▶ **Request**
Retype the listing below line for line, leaving every character as it is.

>> START Data in this exercise

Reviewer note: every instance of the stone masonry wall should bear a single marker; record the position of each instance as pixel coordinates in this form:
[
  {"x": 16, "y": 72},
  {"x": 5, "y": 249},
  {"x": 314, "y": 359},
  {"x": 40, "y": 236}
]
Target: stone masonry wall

>> END Data in this exercise

▶ **Result**
Reviewer note: every instance of the stone masonry wall should bear a single marker; record the position of each instance as pixel coordinates in this form:
[
  {"x": 16, "y": 72},
  {"x": 5, "y": 249},
  {"x": 314, "y": 359},
  {"x": 40, "y": 236}
]
Target: stone masonry wall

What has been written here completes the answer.